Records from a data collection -
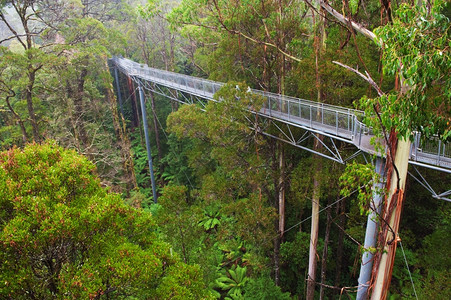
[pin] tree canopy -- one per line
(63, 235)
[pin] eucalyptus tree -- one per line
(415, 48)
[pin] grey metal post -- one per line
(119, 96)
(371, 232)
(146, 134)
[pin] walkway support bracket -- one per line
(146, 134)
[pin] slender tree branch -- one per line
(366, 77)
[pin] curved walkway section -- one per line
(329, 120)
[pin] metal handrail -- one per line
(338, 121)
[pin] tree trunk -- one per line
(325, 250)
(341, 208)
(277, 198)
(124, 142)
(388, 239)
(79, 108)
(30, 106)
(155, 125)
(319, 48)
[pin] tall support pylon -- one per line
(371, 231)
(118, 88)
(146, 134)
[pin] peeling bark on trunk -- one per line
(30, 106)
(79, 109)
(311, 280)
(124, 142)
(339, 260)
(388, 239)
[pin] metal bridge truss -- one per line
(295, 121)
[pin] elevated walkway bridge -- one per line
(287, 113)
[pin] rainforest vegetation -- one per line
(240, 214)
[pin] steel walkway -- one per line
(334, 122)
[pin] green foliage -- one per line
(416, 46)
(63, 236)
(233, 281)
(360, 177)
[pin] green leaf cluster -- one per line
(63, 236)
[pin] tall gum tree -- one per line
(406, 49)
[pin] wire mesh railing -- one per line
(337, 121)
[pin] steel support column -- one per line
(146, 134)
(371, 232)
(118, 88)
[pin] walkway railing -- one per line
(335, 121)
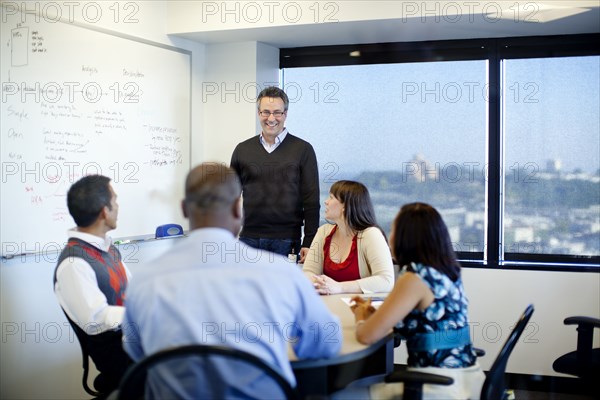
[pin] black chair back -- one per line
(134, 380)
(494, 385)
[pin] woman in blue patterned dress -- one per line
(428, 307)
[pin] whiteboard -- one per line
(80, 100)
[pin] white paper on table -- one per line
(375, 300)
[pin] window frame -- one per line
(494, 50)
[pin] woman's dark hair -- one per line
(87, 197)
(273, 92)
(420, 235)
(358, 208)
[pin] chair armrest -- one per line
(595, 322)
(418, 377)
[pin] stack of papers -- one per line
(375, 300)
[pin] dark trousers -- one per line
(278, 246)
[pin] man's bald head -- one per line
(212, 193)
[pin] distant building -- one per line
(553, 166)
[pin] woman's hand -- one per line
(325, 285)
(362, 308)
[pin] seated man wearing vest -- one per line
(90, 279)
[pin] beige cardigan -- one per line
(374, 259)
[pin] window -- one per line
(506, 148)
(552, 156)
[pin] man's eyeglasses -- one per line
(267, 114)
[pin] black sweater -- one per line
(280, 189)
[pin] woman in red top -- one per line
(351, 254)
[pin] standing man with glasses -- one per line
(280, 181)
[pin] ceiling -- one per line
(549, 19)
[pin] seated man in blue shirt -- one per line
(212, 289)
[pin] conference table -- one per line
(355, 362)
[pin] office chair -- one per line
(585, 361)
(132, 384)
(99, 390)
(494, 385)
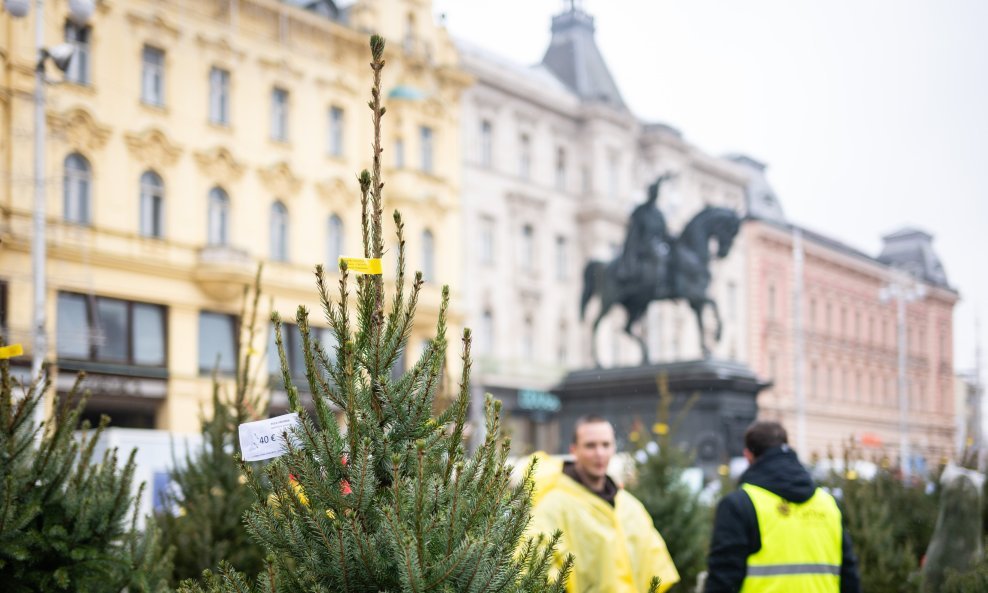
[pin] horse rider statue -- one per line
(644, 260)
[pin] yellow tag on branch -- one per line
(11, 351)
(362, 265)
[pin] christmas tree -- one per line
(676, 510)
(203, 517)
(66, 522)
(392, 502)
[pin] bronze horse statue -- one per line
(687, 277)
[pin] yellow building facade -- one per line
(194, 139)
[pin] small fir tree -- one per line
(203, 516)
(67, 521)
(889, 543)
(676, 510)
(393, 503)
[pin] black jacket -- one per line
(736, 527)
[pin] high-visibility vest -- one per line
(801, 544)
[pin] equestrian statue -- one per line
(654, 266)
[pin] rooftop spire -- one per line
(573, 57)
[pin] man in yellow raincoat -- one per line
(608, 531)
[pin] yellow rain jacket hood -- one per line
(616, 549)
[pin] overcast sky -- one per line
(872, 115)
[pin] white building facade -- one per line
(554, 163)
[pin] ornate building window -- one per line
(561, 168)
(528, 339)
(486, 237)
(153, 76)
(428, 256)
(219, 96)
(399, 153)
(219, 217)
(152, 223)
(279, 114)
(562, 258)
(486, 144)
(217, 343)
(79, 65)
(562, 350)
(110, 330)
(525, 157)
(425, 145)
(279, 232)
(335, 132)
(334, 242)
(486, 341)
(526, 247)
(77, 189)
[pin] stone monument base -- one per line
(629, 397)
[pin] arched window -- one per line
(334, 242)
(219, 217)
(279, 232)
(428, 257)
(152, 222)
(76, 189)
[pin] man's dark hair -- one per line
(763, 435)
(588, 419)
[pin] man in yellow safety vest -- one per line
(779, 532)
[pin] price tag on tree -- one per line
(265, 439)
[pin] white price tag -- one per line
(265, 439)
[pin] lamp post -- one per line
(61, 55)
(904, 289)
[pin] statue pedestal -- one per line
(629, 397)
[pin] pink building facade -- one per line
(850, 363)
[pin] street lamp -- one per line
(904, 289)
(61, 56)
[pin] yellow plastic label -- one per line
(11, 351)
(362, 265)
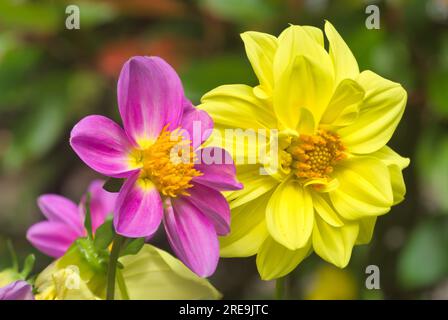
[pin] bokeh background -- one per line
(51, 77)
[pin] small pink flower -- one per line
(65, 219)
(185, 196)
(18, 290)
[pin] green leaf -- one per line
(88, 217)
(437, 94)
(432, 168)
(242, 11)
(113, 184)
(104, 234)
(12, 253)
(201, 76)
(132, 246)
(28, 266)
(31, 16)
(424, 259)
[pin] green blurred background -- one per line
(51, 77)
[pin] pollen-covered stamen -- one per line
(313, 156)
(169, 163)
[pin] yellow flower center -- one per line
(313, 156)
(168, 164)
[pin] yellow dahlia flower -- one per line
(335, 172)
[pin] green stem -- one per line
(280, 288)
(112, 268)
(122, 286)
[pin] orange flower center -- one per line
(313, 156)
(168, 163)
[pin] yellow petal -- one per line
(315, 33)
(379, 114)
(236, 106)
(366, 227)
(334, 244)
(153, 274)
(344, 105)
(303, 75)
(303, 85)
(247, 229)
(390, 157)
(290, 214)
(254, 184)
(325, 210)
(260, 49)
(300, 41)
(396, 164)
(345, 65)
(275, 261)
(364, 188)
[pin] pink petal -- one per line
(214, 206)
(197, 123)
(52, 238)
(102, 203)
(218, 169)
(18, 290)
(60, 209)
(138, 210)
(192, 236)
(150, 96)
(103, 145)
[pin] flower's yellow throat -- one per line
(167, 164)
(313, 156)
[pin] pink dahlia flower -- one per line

TASK BRIEF - All entries, top to bottom, should be retyped exactly; the pictures should not be.

WRITTEN SOLUTION -
[pin] tree canopy -- one per line
(63, 235)
[pin] eucalyptus tree -- one per line
(415, 48)
[pin] grey metal post -- one per line
(119, 96)
(371, 232)
(146, 134)
[pin] walkway support bracket -- one per line
(146, 134)
[pin] slender tree branch -- one per line
(366, 77)
[pin] curved walkway section -- one per line
(329, 120)
[pin] metal handrail -- one per line
(338, 121)
[pin] tree trunk -- one per line
(325, 250)
(341, 208)
(277, 198)
(124, 142)
(388, 239)
(79, 108)
(30, 106)
(155, 125)
(319, 48)
[pin] tall support pylon -- one per line
(371, 231)
(118, 88)
(146, 134)
[pin] peeling bark on trunk -- one per line
(30, 106)
(79, 109)
(311, 280)
(124, 142)
(339, 260)
(388, 239)
[pin] metal bridge truss -- one per line
(295, 121)
[pin] elevated walkway bridge -- one per line
(287, 113)
[pin] rainforest vegetation -- one per line
(240, 214)
[pin] steel walkway -- one per line
(334, 122)
[pin] green foliage -- one per line
(416, 46)
(63, 236)
(233, 281)
(360, 177)
[pin] green leaf cluster -- one per line
(63, 236)
[pin] tall gum tree -- one per line
(406, 49)
[pin] wire mesh railing -- one per line
(337, 121)
[pin] steel support column -- one per line
(146, 134)
(371, 232)
(118, 88)
[pin] walkway railing -- one per line
(335, 121)
[pin] black chair back -- one per line
(134, 380)
(494, 385)
[pin] woman in blue patterned dress -- one per line
(428, 307)
[pin] whiteboard -- one per line
(80, 100)
[pin] white paper on table -- one per line
(375, 300)
[pin] window frame -- one per line
(494, 50)
[pin] woman's dark hair -- one per line
(87, 197)
(273, 92)
(420, 235)
(358, 208)
[pin] chair armrest -- one per line
(595, 322)
(418, 377)
[pin] stack of papers -- one per line
(375, 300)
[pin] dark trousers -- one per line
(278, 246)
[pin] man's bald head -- one per line
(212, 193)
[pin] distant building -- one per line
(553, 166)
[pin] woman's hand -- one per line
(325, 285)
(362, 308)
[pin] seated man wearing vest -- one per line
(90, 279)
[pin] beige cardigan -- one per line
(374, 259)
[pin] window -- one per line
(506, 148)
(552, 156)
[pin] man's eyeglasses -- one per line
(267, 114)
[pin] black sweater -- one per line
(280, 189)
[pin] woman in red top -- one per line
(351, 254)
[pin] standing man with glasses -- one per line
(280, 181)
[pin] ceiling -- one per line
(549, 19)
[pin] seated man in blue shirt -- one per line
(212, 289)
[pin] conference table -- one per line
(355, 362)
[pin] office chair -- one per line
(585, 361)
(132, 384)
(99, 390)
(494, 385)
[pin] horse rider statue -- one per line
(644, 260)
[pin] yellow tag on branch -- one per line
(11, 351)
(362, 265)
[pin] christmas tree -- one per line
(676, 510)
(203, 517)
(66, 522)
(392, 502)
[pin] bronze horse statue -- one per line
(687, 277)
[pin] yellow building facade -- one per line
(194, 139)
[pin] small fir tree -- one per line
(203, 516)
(67, 521)
(889, 543)
(676, 510)
(393, 503)
[pin] black jacket -- one per line
(736, 527)
[pin] high-visibility vest -- one per line
(801, 544)
[pin] equestrian statue -- one per line
(654, 266)
[pin] rooftop spire -- one per line
(573, 57)
[pin] man in yellow raincoat -- one per line
(608, 531)
[pin] yellow rain jacket hood -- one per line
(616, 549)
[pin] overcast sky -- one per line
(872, 115)
[pin] white building facade -- one per line
(554, 163)
[pin] ornate building window -- one per line
(561, 168)
(528, 339)
(486, 237)
(153, 76)
(428, 256)
(219, 96)
(399, 153)
(219, 217)
(152, 223)
(279, 114)
(562, 258)
(486, 144)
(217, 343)
(79, 65)
(562, 350)
(110, 330)
(525, 157)
(425, 145)
(279, 232)
(335, 132)
(334, 242)
(486, 341)
(526, 247)
(77, 189)
[pin] stone monument base -- one per line
(629, 397)
[pin] arched window -- one per line
(334, 242)
(219, 217)
(279, 232)
(428, 257)
(152, 222)
(76, 189)
[pin] man's dark hair -- one per line
(763, 435)
(588, 419)
[pin] man in yellow safety vest -- one per line
(779, 532)
[pin] price tag on tree -- one per line
(265, 439)
[pin] white price tag -- one per line
(265, 439)
[pin] lamp post -- one per line
(61, 55)
(904, 289)
[pin] statue pedestal -- one per line
(629, 397)
[pin] pink building facade -- one per line
(850, 363)
[pin] street lamp -- one per line
(904, 289)
(61, 56)
[pin] yellow plastic label -- one per line
(11, 351)
(362, 265)
[pin] bokeh background -- one per line
(51, 77)
[pin] small pink flower -- one per line
(65, 219)
(185, 196)
(18, 290)
[pin] green leaf -- one per line
(88, 217)
(437, 94)
(432, 168)
(242, 11)
(113, 184)
(104, 234)
(12, 253)
(201, 76)
(132, 246)
(28, 266)
(31, 16)
(424, 259)
[pin] green blurred background -- one per line
(51, 77)
[pin] pollen-covered stamen -- one per line
(313, 156)
(169, 163)
[pin] yellow flower center -- one per line
(313, 156)
(168, 164)
[pin] yellow dahlia flower -- one per line
(335, 172)
[pin] green stem -- one per line
(280, 288)
(112, 268)
(122, 286)
[pin] orange flower center -- one per line
(313, 156)
(168, 163)
[pin] yellow petal -- one per line
(315, 33)
(379, 114)
(236, 106)
(366, 227)
(334, 244)
(153, 274)
(344, 105)
(303, 75)
(303, 85)
(247, 229)
(390, 157)
(290, 214)
(254, 184)
(325, 210)
(260, 49)
(300, 41)
(396, 164)
(345, 65)
(275, 261)
(364, 188)
[pin] pink petal -- one per line
(214, 206)
(197, 123)
(52, 238)
(102, 203)
(218, 169)
(18, 290)
(60, 209)
(138, 210)
(192, 236)
(150, 96)
(103, 145)
[pin] flower's yellow throat -- one per line
(167, 164)
(313, 156)
[pin] pink dahlia flower -- one per line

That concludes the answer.